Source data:
- - -
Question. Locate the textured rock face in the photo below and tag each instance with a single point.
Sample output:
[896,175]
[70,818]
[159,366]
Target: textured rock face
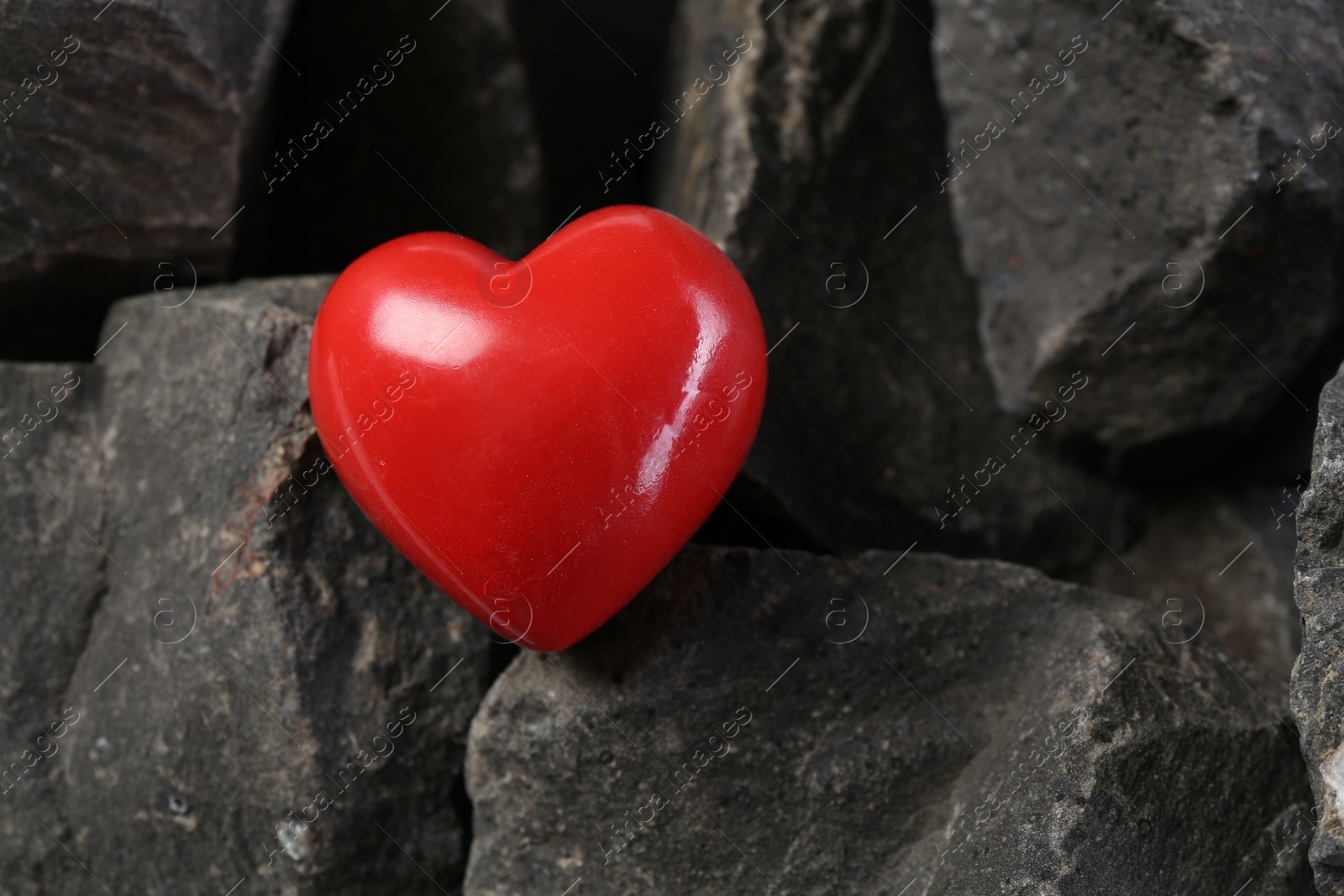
[803,159]
[249,651]
[953,727]
[1317,700]
[405,118]
[1220,563]
[87,195]
[54,580]
[1171,168]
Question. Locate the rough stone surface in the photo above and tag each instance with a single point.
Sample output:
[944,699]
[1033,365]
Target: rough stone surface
[884,763]
[245,637]
[443,140]
[129,152]
[1220,563]
[1113,195]
[54,578]
[801,164]
[1317,698]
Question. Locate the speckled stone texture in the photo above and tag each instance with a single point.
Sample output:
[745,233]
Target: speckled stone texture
[788,723]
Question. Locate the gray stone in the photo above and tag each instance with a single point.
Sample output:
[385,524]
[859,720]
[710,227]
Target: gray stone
[1147,184]
[886,710]
[1218,562]
[252,640]
[1317,700]
[128,152]
[804,164]
[55,578]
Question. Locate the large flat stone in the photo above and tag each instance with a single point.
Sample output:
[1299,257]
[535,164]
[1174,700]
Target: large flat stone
[1131,170]
[803,163]
[255,649]
[792,723]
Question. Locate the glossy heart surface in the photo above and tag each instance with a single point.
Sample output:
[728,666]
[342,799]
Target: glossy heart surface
[541,437]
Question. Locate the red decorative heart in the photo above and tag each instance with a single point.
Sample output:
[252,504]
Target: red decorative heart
[541,437]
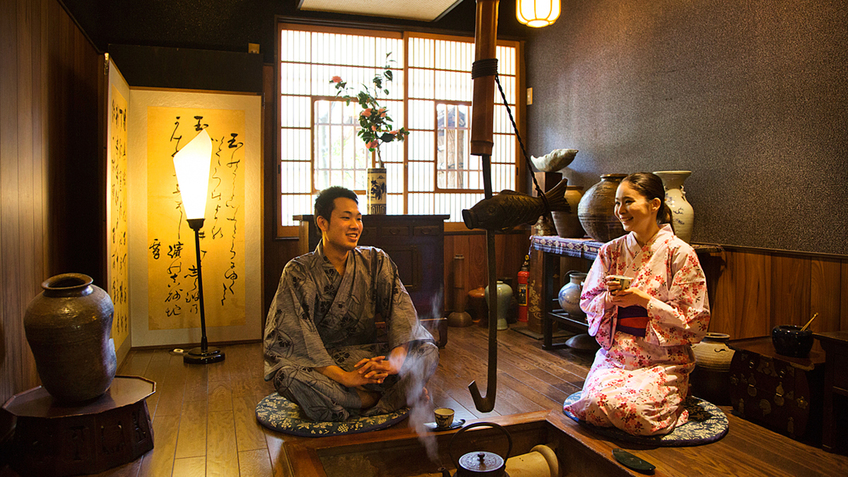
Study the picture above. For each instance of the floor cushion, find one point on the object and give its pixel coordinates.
(279, 414)
(707, 423)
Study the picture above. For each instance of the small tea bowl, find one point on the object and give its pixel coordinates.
(789, 340)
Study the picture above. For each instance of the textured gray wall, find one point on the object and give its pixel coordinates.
(751, 96)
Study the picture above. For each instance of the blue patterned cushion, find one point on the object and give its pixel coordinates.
(279, 414)
(707, 423)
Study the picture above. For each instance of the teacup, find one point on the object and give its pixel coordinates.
(623, 282)
(444, 417)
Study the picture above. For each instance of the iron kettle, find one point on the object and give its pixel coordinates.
(480, 463)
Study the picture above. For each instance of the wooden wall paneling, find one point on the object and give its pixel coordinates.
(790, 290)
(475, 262)
(825, 298)
(752, 285)
(449, 276)
(10, 306)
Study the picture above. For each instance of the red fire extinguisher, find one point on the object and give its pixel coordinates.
(523, 275)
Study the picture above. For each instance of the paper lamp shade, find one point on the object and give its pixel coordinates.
(537, 13)
(192, 164)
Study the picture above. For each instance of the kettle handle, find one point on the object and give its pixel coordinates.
(480, 424)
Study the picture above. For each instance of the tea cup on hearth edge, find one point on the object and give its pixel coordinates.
(444, 417)
(789, 340)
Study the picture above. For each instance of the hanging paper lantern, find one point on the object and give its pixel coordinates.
(537, 13)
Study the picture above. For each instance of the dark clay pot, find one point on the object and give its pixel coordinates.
(596, 209)
(68, 327)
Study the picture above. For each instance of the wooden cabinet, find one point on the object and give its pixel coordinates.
(414, 242)
(779, 392)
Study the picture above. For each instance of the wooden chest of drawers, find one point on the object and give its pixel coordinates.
(779, 392)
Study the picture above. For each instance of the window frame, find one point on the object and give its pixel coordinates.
(518, 111)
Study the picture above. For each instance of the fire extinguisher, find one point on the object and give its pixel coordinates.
(523, 275)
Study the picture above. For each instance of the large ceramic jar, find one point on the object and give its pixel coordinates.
(569, 294)
(568, 223)
(68, 327)
(596, 209)
(682, 214)
(710, 379)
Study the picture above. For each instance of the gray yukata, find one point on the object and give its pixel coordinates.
(320, 318)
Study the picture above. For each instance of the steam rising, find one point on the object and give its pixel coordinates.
(421, 408)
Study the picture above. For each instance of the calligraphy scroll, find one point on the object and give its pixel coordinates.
(164, 248)
(117, 246)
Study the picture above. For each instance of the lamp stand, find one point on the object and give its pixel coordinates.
(201, 355)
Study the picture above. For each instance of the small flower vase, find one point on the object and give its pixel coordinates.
(682, 214)
(376, 191)
(569, 294)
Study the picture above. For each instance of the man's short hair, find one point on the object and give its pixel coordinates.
(325, 202)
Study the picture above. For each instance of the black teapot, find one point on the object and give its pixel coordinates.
(480, 463)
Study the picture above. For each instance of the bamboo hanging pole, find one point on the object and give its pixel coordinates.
(482, 121)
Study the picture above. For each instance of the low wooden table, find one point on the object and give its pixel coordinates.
(58, 439)
(835, 345)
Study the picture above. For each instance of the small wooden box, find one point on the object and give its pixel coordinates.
(779, 392)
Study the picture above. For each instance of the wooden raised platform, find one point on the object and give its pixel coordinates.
(745, 450)
(204, 417)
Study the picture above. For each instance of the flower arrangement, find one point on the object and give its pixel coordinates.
(375, 124)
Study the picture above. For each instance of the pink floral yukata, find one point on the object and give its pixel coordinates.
(639, 384)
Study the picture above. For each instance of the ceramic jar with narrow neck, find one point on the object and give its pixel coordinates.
(710, 379)
(376, 191)
(68, 328)
(682, 214)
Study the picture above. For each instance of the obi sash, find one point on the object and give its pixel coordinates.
(632, 320)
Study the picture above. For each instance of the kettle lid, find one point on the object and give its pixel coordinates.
(482, 463)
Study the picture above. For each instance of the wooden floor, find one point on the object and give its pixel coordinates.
(204, 422)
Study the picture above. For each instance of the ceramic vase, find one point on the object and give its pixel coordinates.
(569, 294)
(596, 209)
(568, 223)
(68, 327)
(682, 214)
(710, 379)
(504, 296)
(376, 198)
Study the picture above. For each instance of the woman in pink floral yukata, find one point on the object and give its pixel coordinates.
(640, 377)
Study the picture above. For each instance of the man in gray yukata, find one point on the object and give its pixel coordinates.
(321, 346)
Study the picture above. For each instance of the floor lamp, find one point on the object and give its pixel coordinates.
(192, 164)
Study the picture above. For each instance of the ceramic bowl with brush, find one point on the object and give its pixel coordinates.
(792, 340)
- - -
Requirements:
Without the pictures, restate all of the entries above verbatim.

The output:
Question. Locate the textured rock face in the photo below and tag each instance with a single point.
Sample output:
[896,175]
[70,818]
[159,366]
Target: textured rock face
[803,159]
[249,651]
[953,727]
[1317,700]
[405,118]
[1220,563]
[87,195]
[54,580]
[1171,168]
Question. Locate the rough stone surface in the photo above and tag each instance with a single point.
Sample output:
[944,699]
[1033,365]
Target: rough stone surface
[884,763]
[245,637]
[443,140]
[129,152]
[1220,563]
[1113,195]
[54,578]
[801,164]
[1317,698]
Question. Locate the speckled stone texture in the photo above and tag each instance with a single point.
Sample output:
[745,233]
Target: speckled stone texture
[788,723]
Question. Locate the gray stone in the photo above and tag each instance with a single point.
Sample output:
[385,524]
[859,720]
[710,227]
Target: gray stone
[1147,184]
[886,710]
[1218,562]
[252,640]
[1317,700]
[128,152]
[804,164]
[55,578]
Question. Locate the large flat stone in the photo above and tag each instance with a single point.
Sample output:
[1299,257]
[535,164]
[1174,700]
Target: large flat stone
[1131,170]
[803,163]
[255,649]
[792,723]
Question. Locate the glossy heart surface in the photo above and tag each instance with a single point.
Sample output:
[728,666]
[342,799]
Target: glossy heart surface
[541,437]
Question. Locate the red decorative heart in the photo above and tag each instance with a single point.
Sample output:
[252,504]
Target: red decorative heart
[541,437]
Study the picture above. For each instance of the floor cushion, find one point on the object and give its pixel coordinates.
(279, 414)
(707, 423)
Study the picture above. For each instance of the small tea bowl, find one point on the object and give its pixel coordinates.
(789, 340)
Study the picture above. For each instance of the textured gray wall, find one point on the object and give its pixel coordinates.
(751, 96)
Study the picture above. For each instance of the blue patterned cushion, find one point on the object and give its pixel coordinates.
(279, 414)
(707, 423)
Study the picture above. For each instance of the teacup, find one point on the object and give its pixel coordinates.
(623, 282)
(444, 417)
Study the picture above. For each instance of the iron kettle, find one point on the object and give its pixel coordinates.
(480, 463)
Study the picture above. For each instance of the wooden wall paneling, find one point on the object and give its pixel coordinates.
(790, 290)
(475, 262)
(825, 298)
(752, 285)
(449, 276)
(10, 306)
Study the picture above. For each instance of the red fire extinguisher, find one point on the object and give its pixel coordinates.
(523, 275)
Study the picture above. For each instance of the paper lamp shade, find one point on the object and give its pixel coordinates.
(537, 13)
(192, 164)
Study the picture above. For each instance of the kettle handle, find one point on the object and give its pixel coordinates.
(480, 424)
Study the picture above. For each instance of the tea cup on hearth edge, find one point on the object and give its pixel coordinates.
(444, 417)
(789, 340)
Study the picture above. For each instance of the hanging paper lantern, find one point on the object and give its pixel coordinates.
(537, 13)
Study the picture above. For each instance of the dark clay pot, find one point on the object and give its pixel coordinates.
(596, 209)
(68, 327)
Study the picture above. For each instance of the wooden cabinet, find one point on the object and give its pixel coordinates.
(414, 242)
(779, 392)
Study the picture above. For each instance of the wooden chest of drawers, find one point on the object and give its pixel coordinates.
(779, 392)
Study the picture above. For each instance of the window frame, find one point on the object and give its pixel coordinates.
(518, 111)
Study the picture above. For each instance of the fire extinguisher, find one point on the object and give its pixel coordinates.
(523, 275)
Study the picture above. For each instance of the large ceramic jar, find one point on the object and give its pixel coordinates.
(569, 294)
(568, 223)
(68, 327)
(596, 209)
(682, 214)
(710, 379)
Study the picture above. For each instance of the gray yukata, find one point on the object and give its pixel coordinates.
(320, 318)
Study the picture above. For each instance of the steam rising, find one point on the object and give its pixel coordinates.
(421, 408)
Study the picture above. For each instance of the calligraphy scroll, find one point on the object and give its pixel coordinates.
(164, 248)
(117, 246)
Study the picture above. For each instance of the lamp stand, find one point on the object and give its pixel coordinates.
(201, 355)
Study the picture above. For each instance of the small flower vase, find one point on the object and give its pixel coordinates.
(682, 214)
(376, 191)
(569, 294)
Study the picture above. For each instance of the man's short hair, find one point on the object and give its pixel coordinates.
(325, 202)
Study the picture above. For each instance of the black teapot, find one point on the object and give its pixel coordinates.
(480, 463)
Study the picture above. For each instance of the bamboo hanging pole, find one point on the object and give its pixel coordinates.
(482, 121)
Study the picture above. For each instance of the low wooden table, find one point on the object and give its pixel coordinates.
(58, 439)
(835, 345)
Study the picture above. For each instance of the small wooden box, find one point on the object and give its pixel coordinates.
(779, 392)
Study the picture above. For each instance of the wooden raised platform, find one point on the object and give its pixel coordinates.
(745, 450)
(204, 417)
Study the picture above. For each instance of the flower arrangement, find one point on the object and give its pixel coordinates.
(375, 124)
Study the picture above. For each instance of the pink floral yukata, find one point on the object and give its pixel coordinates.
(639, 384)
Study the picture above. For each instance of the ceramic jar with narrow neck, find one point on the object and give its pixel coordinates.
(710, 379)
(376, 191)
(68, 328)
(682, 214)
Study the picture above. For each instance of the obi sash, find one point on the object and give its pixel coordinates.
(632, 320)
Study the picture above. For each instance of the kettle lid, find one point on the object and give its pixel coordinates.
(482, 463)
Study the picture above. For each instance of the wooden floor, find one point on the object and give its pixel coordinates.
(204, 422)
Study the picture above. For each instance of the ceramic vase, find one point on the object and give its pixel coordinates.
(569, 294)
(596, 209)
(568, 223)
(68, 327)
(682, 214)
(710, 379)
(504, 296)
(376, 198)
Study the picture above. For each instance of the woman in pink floral yukata, find one point on the object and give its pixel coordinates.
(640, 377)
Study the picture above. For each instance of the man in gray yukata, find one point on the object and give its pixel coordinates.
(321, 346)
Study the picture above. For each instance of the floor lamp, find one point on the object and give its pixel coordinates.
(192, 164)
Study the picture above. For each instance of the ceramic bowl with brush, find one point on the object and give its pixel coordinates.
(792, 340)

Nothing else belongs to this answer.